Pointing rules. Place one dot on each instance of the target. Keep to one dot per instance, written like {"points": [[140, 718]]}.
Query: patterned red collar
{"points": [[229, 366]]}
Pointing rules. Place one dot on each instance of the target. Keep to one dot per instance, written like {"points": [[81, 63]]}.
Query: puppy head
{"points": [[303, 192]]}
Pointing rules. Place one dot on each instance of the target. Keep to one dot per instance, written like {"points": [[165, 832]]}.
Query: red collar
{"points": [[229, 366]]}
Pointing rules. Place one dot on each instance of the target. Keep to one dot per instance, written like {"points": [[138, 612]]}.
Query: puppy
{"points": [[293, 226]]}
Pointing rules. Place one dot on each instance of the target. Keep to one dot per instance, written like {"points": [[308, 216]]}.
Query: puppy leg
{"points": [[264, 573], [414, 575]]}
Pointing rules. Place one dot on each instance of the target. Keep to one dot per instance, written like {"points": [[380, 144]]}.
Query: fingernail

◇ ◇ ◇

> STATED TASK: Repeat every line of the material exactly as given.

> WRITTEN SOLUTION:
Pointing rules. Place one dot on each instance of the target. Keep to one dot per instance, written like {"points": [[140, 718]]}.
Query: patterned red collar
{"points": [[229, 366]]}
Pointing rules. Place one dot on each instance of the target. Keep to one dot per instance, written like {"points": [[81, 63]]}.
Query: puppy head
{"points": [[303, 192]]}
Pointing rules. Place one dot on each instance of the target. Keep to one dot per instance, written like {"points": [[165, 832]]}.
Query: red collar
{"points": [[229, 366]]}
Pointing rules. Place one dot on each instance of the target. Keep to one dot per instance, written like {"points": [[138, 612]]}.
Query: puppy
{"points": [[293, 226]]}
Pointing rules. Place one dot on each instance of the target. Keep to one dot per instance, written like {"points": [[308, 216]]}.
Query: puppy leg
{"points": [[264, 573], [414, 575]]}
Pointing rules. Place one dot on each instance of the target. Keep to one dot per instance, written like {"points": [[380, 144]]}.
Query: fingernail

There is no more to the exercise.